» **STATED PROBLEM**
Reproduce all of the data below verbatim, leaving out the pictures.

» **THE RECORDS**

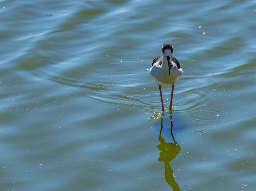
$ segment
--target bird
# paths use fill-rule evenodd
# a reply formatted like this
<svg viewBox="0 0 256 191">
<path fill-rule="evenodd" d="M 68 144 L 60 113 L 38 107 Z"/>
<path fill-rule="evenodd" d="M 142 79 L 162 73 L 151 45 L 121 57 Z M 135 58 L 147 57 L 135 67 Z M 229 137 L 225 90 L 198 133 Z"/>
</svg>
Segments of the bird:
<svg viewBox="0 0 256 191">
<path fill-rule="evenodd" d="M 161 84 L 172 84 L 171 102 L 169 106 L 170 109 L 173 106 L 173 96 L 174 89 L 174 83 L 182 75 L 183 71 L 180 65 L 176 58 L 171 56 L 173 51 L 173 46 L 170 43 L 166 43 L 162 46 L 162 55 L 153 60 L 152 66 L 149 73 L 159 86 L 161 101 L 162 102 L 162 111 L 165 111 L 161 88 Z"/>
</svg>

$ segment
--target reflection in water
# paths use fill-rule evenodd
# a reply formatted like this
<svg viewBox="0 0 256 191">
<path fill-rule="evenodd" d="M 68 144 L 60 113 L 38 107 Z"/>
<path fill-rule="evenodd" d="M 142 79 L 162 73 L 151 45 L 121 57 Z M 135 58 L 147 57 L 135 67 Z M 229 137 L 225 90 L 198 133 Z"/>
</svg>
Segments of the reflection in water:
<svg viewBox="0 0 256 191">
<path fill-rule="evenodd" d="M 174 191 L 180 191 L 179 185 L 174 180 L 173 177 L 173 171 L 170 165 L 170 161 L 174 159 L 177 155 L 179 154 L 181 149 L 180 146 L 178 145 L 175 141 L 174 137 L 173 134 L 173 120 L 172 116 L 171 118 L 171 134 L 173 137 L 174 143 L 166 143 L 165 139 L 162 138 L 161 134 L 162 129 L 163 128 L 163 119 L 161 121 L 161 128 L 160 130 L 160 134 L 158 140 L 160 143 L 157 146 L 158 150 L 161 151 L 160 157 L 158 159 L 160 162 L 165 163 L 165 178 L 167 183 L 170 185 L 173 189 Z"/>
</svg>

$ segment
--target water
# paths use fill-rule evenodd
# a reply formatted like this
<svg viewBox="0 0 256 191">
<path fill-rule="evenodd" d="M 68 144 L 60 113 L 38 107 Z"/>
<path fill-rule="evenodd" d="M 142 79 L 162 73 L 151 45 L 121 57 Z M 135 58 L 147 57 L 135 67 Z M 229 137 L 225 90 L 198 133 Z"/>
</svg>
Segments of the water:
<svg viewBox="0 0 256 191">
<path fill-rule="evenodd" d="M 256 2 L 0 4 L 1 190 L 255 190 Z"/>
</svg>

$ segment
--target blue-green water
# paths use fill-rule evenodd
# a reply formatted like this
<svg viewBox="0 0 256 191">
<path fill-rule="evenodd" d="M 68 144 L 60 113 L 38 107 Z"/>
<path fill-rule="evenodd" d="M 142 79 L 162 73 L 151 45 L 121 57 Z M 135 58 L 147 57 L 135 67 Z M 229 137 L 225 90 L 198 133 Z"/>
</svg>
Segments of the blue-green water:
<svg viewBox="0 0 256 191">
<path fill-rule="evenodd" d="M 0 5 L 1 191 L 255 190 L 256 1 Z"/>
</svg>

» **TASK RESPONSE**
$ segment
--target bird
# paths use fill-rule evenodd
# a reply formatted like this
<svg viewBox="0 0 256 191">
<path fill-rule="evenodd" d="M 68 144 L 60 113 L 38 107 Z"/>
<path fill-rule="evenodd" d="M 142 79 L 162 73 L 151 45 L 121 57 Z M 135 58 L 147 57 L 135 67 Z M 229 137 L 225 90 L 198 133 Z"/>
</svg>
Segments of the bird:
<svg viewBox="0 0 256 191">
<path fill-rule="evenodd" d="M 161 84 L 172 84 L 171 102 L 169 106 L 170 109 L 173 106 L 173 96 L 174 89 L 174 83 L 182 75 L 183 71 L 180 65 L 176 58 L 171 56 L 173 51 L 173 46 L 170 43 L 166 43 L 162 46 L 162 55 L 153 60 L 152 66 L 149 73 L 159 86 L 161 101 L 162 102 L 162 111 L 165 111 L 161 88 Z"/>
</svg>

$ segment
--target reflection in water
# paths use fill-rule evenodd
# a reply formatted like this
<svg viewBox="0 0 256 191">
<path fill-rule="evenodd" d="M 68 144 L 60 113 L 38 107 Z"/>
<path fill-rule="evenodd" d="M 142 79 L 162 73 L 151 45 L 121 57 Z M 135 58 L 147 57 L 135 67 Z M 229 137 L 225 90 L 198 133 Z"/>
</svg>
Segments of the reflection in water:
<svg viewBox="0 0 256 191">
<path fill-rule="evenodd" d="M 174 191 L 180 191 L 179 185 L 174 180 L 173 177 L 173 171 L 170 165 L 170 161 L 174 159 L 177 155 L 179 154 L 181 149 L 180 146 L 178 145 L 175 141 L 174 137 L 173 134 L 173 120 L 172 116 L 171 118 L 171 134 L 173 137 L 174 143 L 166 143 L 165 139 L 162 138 L 161 134 L 162 129 L 163 128 L 163 119 L 161 121 L 161 128 L 160 130 L 160 134 L 158 140 L 160 143 L 157 146 L 158 150 L 161 151 L 160 157 L 158 159 L 160 162 L 165 163 L 165 178 L 167 183 L 170 185 L 173 189 Z"/>
</svg>

$ segment
--target water
# paths use fill-rule evenodd
# a reply formatted like this
<svg viewBox="0 0 256 191">
<path fill-rule="evenodd" d="M 68 144 L 60 113 L 38 107 Z"/>
<path fill-rule="evenodd" d="M 142 79 L 162 73 L 151 45 L 121 57 Z M 135 58 L 147 57 L 135 67 Z M 229 137 L 225 90 L 198 133 Z"/>
</svg>
Segments of the water:
<svg viewBox="0 0 256 191">
<path fill-rule="evenodd" d="M 256 2 L 0 4 L 1 190 L 255 190 Z"/>
</svg>

$ segment
--target blue-green water
# paths use fill-rule evenodd
# a reply formatted like this
<svg viewBox="0 0 256 191">
<path fill-rule="evenodd" d="M 68 144 L 60 113 L 38 107 Z"/>
<path fill-rule="evenodd" d="M 142 79 L 162 73 L 151 45 L 121 57 Z M 135 58 L 147 57 L 135 67 Z M 229 137 L 225 90 L 198 133 Z"/>
</svg>
Segments of the blue-green water:
<svg viewBox="0 0 256 191">
<path fill-rule="evenodd" d="M 0 5 L 1 191 L 255 190 L 256 1 Z"/>
</svg>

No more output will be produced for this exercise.